New Art Exchange is a contemporary visual arts gallery in the Hyson Green neighbourhood of Nottingham, England. It is the largest cultural centre in the United Kingdom dedicated to showcasing contemporary art from the Global Ethnic Majority and culturally diverse communities. NAE is an Arts Council England National Portfolio Organisation (NPO) and registered charity.

== History ==
New Art Exchange was formed in 2003 through the merger of two grassroots cultural initiatives: APNA Arts, a South Asian arts collective founded by Parbinder Singh, and East Midlands African Caribbean Arts (EMACA), co-founded with educationalist and historian Len Garrison.

In 2021, curator and social practitioner Saad Eddine Said was appointed Chief Executive Officer and Artistic Director. During his tenure, the gallery introduced a citizen-led governance model. In May 2024, NAE established the "VOICE Assembly", the first permanent citizen's assembly embedded into the governance and leadership framework of a major cultural institution. The 40-member assembly, chosen by civic lottery from the local neighbourhood, collaborates alongside the executive team and board of trustees to shape programming, investment, and strategic decisions.

== Architecture ==
The building was designed by Hawkins\Brown and opened in 2008, replacing the former Art Exchange building, previously known as The People's Dispensary. It was officially opened by Laura Dyer from Arts Council England, Michael Williams from Nottingham City Council, and artist Hew Locke on 5 September 2008. In 2009/10 The New Art Exchange building won five design & architecture awards including RIBA’s (Royal Institute of British Architects) National Award, RIBA East Midlands Award, The City of Nottingham Lord Mayor’s Awards for Urban Design (New Build) & Overall Winner, and East Midlands National Civic Trust Award.

== Events ==
New Art Exchange hosted the Nottingham Mela in 2017 and 2018.
New Art Exchange hosted Nottingham Mela 2017

== Notable Projects and Platforms ==

- Culture Cloud: In 2012, NAE delivered the Culture Cloud initiative supported by the Digital R&D Fund for Arts and Culture (a collaboration between Nesta, the Arts and Humanities Research Council, and Arts Council England), enabling public digital curation and voting for shortlisted artworks.
- EXHIBIT Open Calls: A recurring flagship commissioning platform that awards major production budgets and institutional support to contemporary practitioners from underrepresented ethnic backgrounds.
- NAE Open: A regional open-submission exhibition platform supporting artists from the East Midlands.
- Community and Public Programmes: The centre regularly hosts cultural celebrations, including the Nottingham Mela, Friday Night Socials, and neighbourhood block parties celebrating sound system and diaspora cultures.

- THE TASK
Transcribe the stretch from "New Art Exchange is" through "and registered charity." in the passage on New Art Exchange, word for word.

- THE DATA

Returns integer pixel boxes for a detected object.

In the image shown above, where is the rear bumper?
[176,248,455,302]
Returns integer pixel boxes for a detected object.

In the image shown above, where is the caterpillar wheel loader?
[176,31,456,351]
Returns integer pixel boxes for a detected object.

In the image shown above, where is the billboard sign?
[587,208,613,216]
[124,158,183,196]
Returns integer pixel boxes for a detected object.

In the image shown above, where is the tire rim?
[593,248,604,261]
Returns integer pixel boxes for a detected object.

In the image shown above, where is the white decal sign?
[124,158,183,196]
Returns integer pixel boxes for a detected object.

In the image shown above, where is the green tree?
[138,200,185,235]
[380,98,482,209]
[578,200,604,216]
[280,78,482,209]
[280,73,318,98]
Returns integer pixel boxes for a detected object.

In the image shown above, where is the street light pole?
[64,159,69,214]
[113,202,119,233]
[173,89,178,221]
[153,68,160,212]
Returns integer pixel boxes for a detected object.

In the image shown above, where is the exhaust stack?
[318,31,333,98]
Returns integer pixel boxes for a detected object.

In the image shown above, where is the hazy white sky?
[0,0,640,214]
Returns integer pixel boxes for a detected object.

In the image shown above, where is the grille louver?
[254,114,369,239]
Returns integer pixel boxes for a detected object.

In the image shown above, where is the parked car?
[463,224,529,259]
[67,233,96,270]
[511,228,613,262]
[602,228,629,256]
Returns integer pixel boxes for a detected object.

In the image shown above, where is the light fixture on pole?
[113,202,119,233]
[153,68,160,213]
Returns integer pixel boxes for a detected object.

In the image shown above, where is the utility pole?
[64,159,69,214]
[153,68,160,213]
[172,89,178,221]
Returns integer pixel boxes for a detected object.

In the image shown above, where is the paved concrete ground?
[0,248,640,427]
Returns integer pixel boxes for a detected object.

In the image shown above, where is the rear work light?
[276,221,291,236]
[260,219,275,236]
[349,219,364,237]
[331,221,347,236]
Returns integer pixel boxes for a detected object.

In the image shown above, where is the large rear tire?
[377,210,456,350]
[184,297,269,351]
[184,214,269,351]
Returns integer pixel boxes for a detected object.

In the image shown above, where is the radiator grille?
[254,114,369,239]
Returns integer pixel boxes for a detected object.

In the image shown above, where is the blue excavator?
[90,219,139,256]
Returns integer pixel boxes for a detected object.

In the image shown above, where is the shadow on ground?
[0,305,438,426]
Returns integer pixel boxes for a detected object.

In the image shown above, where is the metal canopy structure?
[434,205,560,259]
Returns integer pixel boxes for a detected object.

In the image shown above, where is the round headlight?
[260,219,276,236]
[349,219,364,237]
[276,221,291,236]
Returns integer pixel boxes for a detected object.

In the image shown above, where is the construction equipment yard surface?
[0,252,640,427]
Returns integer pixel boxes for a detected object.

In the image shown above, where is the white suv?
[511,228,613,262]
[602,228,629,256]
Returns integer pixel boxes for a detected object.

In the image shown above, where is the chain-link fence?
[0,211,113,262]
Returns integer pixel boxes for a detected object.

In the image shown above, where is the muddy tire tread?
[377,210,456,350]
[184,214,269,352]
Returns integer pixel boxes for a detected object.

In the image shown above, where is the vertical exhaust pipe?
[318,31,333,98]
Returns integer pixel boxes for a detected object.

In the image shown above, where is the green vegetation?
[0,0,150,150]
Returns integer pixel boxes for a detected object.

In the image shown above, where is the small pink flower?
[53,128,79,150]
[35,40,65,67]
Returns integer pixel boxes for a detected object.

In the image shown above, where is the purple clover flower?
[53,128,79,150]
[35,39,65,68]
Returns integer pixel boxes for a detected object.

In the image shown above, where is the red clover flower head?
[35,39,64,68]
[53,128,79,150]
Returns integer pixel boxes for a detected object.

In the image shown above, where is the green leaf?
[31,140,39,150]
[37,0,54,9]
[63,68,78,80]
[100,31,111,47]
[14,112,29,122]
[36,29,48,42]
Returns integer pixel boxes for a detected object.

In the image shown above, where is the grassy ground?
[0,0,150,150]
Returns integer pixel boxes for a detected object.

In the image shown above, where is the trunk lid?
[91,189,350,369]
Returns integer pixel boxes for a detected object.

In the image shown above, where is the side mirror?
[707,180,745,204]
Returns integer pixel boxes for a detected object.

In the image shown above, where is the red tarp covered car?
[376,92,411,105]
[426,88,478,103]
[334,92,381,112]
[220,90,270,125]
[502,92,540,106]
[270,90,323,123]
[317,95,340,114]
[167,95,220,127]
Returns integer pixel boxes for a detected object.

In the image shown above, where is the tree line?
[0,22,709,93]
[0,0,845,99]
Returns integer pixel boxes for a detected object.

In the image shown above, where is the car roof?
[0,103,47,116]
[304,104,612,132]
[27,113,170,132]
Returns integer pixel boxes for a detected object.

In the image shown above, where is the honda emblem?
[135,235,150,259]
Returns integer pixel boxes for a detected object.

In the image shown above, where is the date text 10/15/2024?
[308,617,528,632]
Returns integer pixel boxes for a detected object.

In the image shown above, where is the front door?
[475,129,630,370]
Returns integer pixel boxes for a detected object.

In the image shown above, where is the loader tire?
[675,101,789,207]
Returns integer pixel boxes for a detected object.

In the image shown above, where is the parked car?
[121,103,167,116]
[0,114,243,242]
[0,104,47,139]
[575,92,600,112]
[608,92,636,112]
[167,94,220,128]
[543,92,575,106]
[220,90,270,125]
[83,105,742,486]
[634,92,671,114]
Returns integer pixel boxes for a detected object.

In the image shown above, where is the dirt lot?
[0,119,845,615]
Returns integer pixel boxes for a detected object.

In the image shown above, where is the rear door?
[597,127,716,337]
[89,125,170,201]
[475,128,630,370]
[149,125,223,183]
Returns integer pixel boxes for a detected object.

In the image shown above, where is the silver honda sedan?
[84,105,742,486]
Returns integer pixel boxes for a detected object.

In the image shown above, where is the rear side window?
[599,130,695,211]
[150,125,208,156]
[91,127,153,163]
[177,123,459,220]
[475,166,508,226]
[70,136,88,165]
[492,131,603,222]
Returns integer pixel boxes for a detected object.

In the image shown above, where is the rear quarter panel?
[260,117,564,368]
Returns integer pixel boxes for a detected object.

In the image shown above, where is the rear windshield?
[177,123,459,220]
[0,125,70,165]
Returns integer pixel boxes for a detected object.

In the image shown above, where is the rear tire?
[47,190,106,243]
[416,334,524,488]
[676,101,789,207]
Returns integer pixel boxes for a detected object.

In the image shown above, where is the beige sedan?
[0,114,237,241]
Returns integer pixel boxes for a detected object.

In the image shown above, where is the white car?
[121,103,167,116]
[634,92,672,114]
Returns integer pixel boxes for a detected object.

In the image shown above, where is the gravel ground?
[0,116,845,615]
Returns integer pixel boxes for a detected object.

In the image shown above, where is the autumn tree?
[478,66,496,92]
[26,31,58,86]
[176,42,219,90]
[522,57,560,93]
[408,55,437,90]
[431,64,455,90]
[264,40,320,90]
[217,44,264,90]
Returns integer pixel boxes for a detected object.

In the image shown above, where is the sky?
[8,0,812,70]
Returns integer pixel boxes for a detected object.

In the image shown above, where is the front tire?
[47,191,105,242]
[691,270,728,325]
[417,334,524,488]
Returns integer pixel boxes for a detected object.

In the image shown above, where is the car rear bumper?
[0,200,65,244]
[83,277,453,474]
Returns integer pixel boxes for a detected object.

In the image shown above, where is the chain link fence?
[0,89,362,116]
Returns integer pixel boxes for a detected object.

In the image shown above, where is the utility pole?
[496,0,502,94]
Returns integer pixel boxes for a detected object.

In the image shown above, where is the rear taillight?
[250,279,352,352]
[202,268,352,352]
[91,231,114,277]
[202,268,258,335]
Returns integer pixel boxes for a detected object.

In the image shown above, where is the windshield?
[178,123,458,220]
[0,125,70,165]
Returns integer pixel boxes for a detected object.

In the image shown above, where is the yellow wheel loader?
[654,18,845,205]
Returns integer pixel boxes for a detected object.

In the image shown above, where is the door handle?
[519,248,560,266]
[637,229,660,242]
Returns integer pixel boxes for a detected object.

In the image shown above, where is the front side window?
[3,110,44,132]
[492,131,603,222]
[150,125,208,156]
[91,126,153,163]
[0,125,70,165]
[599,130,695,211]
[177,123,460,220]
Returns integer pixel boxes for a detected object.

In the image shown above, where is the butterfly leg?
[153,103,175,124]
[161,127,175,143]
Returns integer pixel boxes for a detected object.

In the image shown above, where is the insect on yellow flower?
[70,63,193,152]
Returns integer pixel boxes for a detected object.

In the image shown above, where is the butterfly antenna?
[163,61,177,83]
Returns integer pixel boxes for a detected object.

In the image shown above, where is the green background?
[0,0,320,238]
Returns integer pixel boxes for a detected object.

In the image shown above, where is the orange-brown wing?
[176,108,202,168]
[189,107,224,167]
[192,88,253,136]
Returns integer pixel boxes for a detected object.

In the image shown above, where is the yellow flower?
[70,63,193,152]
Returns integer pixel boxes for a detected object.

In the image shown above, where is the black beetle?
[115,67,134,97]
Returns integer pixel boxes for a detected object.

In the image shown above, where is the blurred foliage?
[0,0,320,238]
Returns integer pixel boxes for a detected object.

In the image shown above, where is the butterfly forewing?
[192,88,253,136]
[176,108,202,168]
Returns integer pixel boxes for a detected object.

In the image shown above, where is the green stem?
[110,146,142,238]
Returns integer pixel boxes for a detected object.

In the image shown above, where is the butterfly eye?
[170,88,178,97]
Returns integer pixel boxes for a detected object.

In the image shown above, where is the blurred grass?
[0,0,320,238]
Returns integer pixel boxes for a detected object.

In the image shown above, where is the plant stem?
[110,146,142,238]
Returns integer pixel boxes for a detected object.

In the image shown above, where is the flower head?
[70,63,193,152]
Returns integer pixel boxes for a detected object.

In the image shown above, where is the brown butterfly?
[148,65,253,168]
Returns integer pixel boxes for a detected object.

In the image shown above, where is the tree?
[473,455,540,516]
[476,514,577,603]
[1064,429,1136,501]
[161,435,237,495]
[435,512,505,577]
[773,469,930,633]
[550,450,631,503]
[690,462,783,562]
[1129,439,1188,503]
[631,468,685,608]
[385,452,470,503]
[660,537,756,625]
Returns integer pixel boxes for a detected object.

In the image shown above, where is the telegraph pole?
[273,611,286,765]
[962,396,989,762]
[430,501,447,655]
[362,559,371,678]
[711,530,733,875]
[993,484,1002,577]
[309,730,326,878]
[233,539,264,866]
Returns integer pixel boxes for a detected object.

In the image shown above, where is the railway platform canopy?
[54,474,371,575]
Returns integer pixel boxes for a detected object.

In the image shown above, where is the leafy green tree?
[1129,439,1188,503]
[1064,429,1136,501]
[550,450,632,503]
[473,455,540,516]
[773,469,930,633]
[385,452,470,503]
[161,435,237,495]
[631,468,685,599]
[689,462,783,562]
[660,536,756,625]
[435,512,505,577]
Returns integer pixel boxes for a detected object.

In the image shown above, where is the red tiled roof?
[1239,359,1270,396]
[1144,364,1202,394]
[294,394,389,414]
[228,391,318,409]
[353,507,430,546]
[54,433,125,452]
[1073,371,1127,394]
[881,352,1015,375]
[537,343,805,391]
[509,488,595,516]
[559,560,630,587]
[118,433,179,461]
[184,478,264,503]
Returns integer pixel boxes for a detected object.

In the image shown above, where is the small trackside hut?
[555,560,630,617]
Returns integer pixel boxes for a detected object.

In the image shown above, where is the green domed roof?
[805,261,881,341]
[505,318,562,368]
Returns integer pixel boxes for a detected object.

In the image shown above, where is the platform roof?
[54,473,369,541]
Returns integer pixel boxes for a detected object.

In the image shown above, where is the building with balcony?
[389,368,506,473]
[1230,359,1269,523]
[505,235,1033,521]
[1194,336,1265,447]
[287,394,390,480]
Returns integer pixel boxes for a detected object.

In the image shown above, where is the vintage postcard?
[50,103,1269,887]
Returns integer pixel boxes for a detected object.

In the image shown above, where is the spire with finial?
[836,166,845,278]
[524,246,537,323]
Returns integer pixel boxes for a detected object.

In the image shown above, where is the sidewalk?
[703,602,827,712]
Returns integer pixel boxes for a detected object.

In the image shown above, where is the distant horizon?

- ANSWER SPACE
New Art Exchange is a contemporary visual arts gallery in the Hyson Green neighbourhood of Nottingham, England. It is the largest cultural centre in the United Kingdom dedicated to showcasing contemporary art from the Global Ethnic Majority and culturally diverse communities. NAE is an Arts Council England National Portfolio Organisation (NPO) and registered charity.